▶ TASK GOAL: Below is a listing; copy all of it exactly.

─── PROVIDED INFORMATION ───

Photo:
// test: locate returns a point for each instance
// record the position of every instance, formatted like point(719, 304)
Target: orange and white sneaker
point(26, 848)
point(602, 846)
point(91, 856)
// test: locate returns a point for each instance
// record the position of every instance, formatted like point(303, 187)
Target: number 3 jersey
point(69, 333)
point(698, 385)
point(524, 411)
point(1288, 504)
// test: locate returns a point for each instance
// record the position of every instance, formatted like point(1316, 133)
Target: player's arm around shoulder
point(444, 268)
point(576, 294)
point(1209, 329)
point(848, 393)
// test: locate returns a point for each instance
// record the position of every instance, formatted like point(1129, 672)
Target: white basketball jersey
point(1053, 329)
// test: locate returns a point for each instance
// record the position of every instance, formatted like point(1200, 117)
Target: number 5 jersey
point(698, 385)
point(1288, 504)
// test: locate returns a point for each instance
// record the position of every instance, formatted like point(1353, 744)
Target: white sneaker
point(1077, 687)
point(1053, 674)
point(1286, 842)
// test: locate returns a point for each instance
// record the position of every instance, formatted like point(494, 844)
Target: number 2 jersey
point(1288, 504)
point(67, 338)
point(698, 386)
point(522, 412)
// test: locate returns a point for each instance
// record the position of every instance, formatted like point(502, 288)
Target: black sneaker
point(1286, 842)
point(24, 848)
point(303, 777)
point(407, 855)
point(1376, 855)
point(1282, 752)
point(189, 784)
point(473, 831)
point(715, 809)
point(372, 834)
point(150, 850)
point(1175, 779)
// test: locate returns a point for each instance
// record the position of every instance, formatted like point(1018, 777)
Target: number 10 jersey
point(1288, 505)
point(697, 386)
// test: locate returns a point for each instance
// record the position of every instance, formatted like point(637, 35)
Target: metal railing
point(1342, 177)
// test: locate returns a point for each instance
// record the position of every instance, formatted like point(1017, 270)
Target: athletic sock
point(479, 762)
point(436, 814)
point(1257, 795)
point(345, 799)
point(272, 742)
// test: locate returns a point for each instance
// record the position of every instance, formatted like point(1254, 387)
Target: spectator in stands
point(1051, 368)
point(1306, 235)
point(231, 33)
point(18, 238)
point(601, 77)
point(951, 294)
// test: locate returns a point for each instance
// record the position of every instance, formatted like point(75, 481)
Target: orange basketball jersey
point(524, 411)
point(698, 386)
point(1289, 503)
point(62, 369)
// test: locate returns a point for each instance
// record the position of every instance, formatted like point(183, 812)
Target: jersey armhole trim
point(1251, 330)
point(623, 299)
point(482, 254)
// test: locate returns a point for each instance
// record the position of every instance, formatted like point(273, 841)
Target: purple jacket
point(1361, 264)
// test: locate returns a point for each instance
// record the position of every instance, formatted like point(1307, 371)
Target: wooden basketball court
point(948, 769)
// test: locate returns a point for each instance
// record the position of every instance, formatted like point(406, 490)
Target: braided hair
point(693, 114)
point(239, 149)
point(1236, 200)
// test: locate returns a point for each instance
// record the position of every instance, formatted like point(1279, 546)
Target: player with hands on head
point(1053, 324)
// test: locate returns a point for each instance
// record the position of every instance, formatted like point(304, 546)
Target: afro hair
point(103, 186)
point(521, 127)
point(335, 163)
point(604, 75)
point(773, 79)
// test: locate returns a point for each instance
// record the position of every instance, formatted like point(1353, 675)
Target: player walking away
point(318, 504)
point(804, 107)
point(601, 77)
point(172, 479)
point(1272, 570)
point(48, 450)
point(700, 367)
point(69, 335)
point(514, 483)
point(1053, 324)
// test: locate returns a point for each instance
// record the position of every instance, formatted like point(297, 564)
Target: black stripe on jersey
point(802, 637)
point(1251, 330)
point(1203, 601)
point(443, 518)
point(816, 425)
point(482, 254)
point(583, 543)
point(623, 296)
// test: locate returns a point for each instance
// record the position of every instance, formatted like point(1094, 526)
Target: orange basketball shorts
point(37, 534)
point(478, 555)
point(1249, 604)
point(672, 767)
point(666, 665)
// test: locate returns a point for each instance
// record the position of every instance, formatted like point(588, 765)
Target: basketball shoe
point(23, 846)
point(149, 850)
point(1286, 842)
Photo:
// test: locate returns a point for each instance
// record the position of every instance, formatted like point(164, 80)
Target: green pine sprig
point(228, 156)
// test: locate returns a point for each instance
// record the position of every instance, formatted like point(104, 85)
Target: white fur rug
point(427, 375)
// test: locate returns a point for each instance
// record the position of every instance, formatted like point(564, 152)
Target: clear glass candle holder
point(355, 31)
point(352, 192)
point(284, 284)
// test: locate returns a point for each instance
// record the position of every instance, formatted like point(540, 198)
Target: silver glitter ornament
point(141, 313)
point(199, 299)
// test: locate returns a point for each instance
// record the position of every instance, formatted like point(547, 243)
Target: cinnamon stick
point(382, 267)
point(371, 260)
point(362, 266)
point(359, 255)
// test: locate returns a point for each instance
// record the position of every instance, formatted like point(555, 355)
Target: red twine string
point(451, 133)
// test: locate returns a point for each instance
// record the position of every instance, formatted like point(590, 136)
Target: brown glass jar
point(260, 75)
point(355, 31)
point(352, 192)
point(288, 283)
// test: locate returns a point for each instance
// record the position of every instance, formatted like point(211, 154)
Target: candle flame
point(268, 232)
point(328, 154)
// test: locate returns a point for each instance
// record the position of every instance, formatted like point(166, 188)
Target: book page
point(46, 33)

───

▶ WRITTEN RESPONSE:
Photo:
// test: locate returns a point for each instance
// record the position of every instance, formatted like point(719, 304)
Target: orange and white sneaker
point(26, 848)
point(602, 846)
point(91, 856)
// test: locate returns a point for each instance
// record the position of every instance, formatted like point(303, 187)
Target: number 3 jersey
point(69, 333)
point(698, 385)
point(524, 411)
point(1288, 504)
// test: locate returns a point for each instance
// record the position of every instance, formatted like point(1316, 133)
Target: player's arm around shoulder
point(444, 268)
point(576, 294)
point(1209, 329)
point(848, 393)
// test: locate returns a point for each instance
// record the position of every instance, formatted like point(1129, 672)
Target: white basketball jersey
point(1053, 329)
// test: locate returns a point for each instance
// record the position of every instance, formatted like point(1200, 117)
Target: number 5 jersey
point(698, 385)
point(1288, 504)
// test: locate returns a point for each instance
// record the position of every instance, formatted like point(1353, 744)
Target: white sneaker
point(1077, 687)
point(1053, 674)
point(1286, 842)
// test: locate returns a point for each instance
// record the position of every instance, formatted like point(494, 844)
Target: number 2 jersey
point(1288, 504)
point(67, 338)
point(698, 386)
point(522, 412)
// test: locate returns a point for each instance
// record the position of every instance, formatted like point(502, 288)
Target: black sneaker
point(1286, 842)
point(24, 848)
point(303, 777)
point(407, 855)
point(1376, 855)
point(1282, 752)
point(189, 784)
point(473, 831)
point(715, 809)
point(372, 834)
point(150, 850)
point(1175, 779)
// test: locate returns a point for each instance
// record the position of every instance, formatted like point(1018, 777)
Target: number 10 jersey
point(1288, 505)
point(697, 386)
// test: locate returns a point for each instance
// record the position of every instance, formatted like point(637, 35)
Target: metal railing
point(1342, 177)
// test: locate returns a point for each instance
// record the position of every instance, formatted like point(1017, 270)
Target: athletic sock
point(479, 762)
point(436, 814)
point(1257, 795)
point(345, 799)
point(272, 742)
// test: locate returns a point for each instance
// record the position of every instance, formatted like point(1254, 387)
Target: spectator in stands
point(1051, 368)
point(1306, 235)
point(231, 33)
point(18, 238)
point(601, 77)
point(951, 294)
// test: locate returns a point for each instance
// record the position of every instance, formatted like point(75, 481)
Target: orange basketball jersey
point(524, 411)
point(698, 386)
point(1289, 503)
point(62, 369)
// test: locate returns a point for each instance
// record the position of every instance, formatted like point(183, 812)
Target: jersey armhole trim
point(1251, 330)
point(623, 299)
point(482, 254)
// test: locate returns a point for each instance
// record the position of every instance, formatted like point(273, 841)
Target: purple jacket
point(1361, 264)
// test: locate returns a point for each instance
// record the position of every instance, formatted like point(1307, 371)
Target: wooden basketball court
point(948, 769)
// test: locate returns a point for each instance
// record the position of every instance, formatted like point(406, 490)
Target: braided hair
point(693, 114)
point(239, 149)
point(1236, 200)
// test: locate returns a point for each instance
// record the position of every instance, formatted like point(1279, 546)
Target: player with hands on head
point(1053, 324)
// test: locate returns a point for each instance
// record the position of every instance, formatted like point(304, 546)
Target: afro hair
point(103, 186)
point(521, 127)
point(335, 163)
point(604, 75)
point(773, 79)
// test: locate returns a point for each instance
// record the position of every instance, formatted like point(1353, 675)
Target: player walking away
point(318, 504)
point(804, 107)
point(601, 77)
point(172, 479)
point(1272, 570)
point(48, 450)
point(700, 367)
point(69, 335)
point(514, 483)
point(1053, 324)
// test: locate returns a point for each instance
// record the position of every instance, formatted like point(297, 564)
Target: black stripe on jersey
point(802, 637)
point(1251, 330)
point(1203, 601)
point(443, 518)
point(816, 425)
point(482, 254)
point(583, 543)
point(623, 296)
// test: locate returns a point for each instance
// record the position of every instance, formatted like point(1094, 526)
Target: orange basketball shorts
point(37, 534)
point(478, 555)
point(1249, 604)
point(672, 767)
point(666, 665)
// test: locate returns a point for each instance
// record the position of every instance, formatted like point(588, 765)
Target: basketball shoe
point(23, 846)
point(149, 850)
point(1286, 842)
Photo:
// test: locate returns a point for each instance
// record the position of every instance, formatted like point(164, 80)
Target: green pine sprig
point(228, 156)
// test: locate returns a point for each instance
// record the position of every instance, formatted like point(104, 85)
Target: white fur rug
point(427, 375)
// test: locate returns a point for each instance
// record the position of every instance, formatted like point(564, 152)
Target: clear glass candle holder
point(355, 31)
point(352, 192)
point(284, 284)
// test: locate returns a point for each instance
// record the position of every instance, formatted like point(540, 198)
Target: silver glitter ornament
point(141, 313)
point(199, 299)
// test: locate returns a point for each instance
// record the position of every instance, formatted like point(547, 243)
Target: cinnamon stick
point(382, 267)
point(371, 260)
point(362, 266)
point(359, 255)
// test: locate returns a point for each instance
// record the position of every instance, formatted like point(555, 355)
Target: red twine string
point(451, 133)
// test: locate returns a point for each instance
// record the position of every instance, formatted like point(590, 136)
Target: brown glass jar
point(260, 75)
point(355, 31)
point(352, 192)
point(288, 283)
// test: locate returns a point for each instance
// record the position of every instance, formatted like point(211, 154)
Target: candle flame
point(268, 232)
point(328, 154)
// test: locate returns a point for each instance
// record the position of every instance, formatted like point(166, 188)
Target: book page
point(46, 33)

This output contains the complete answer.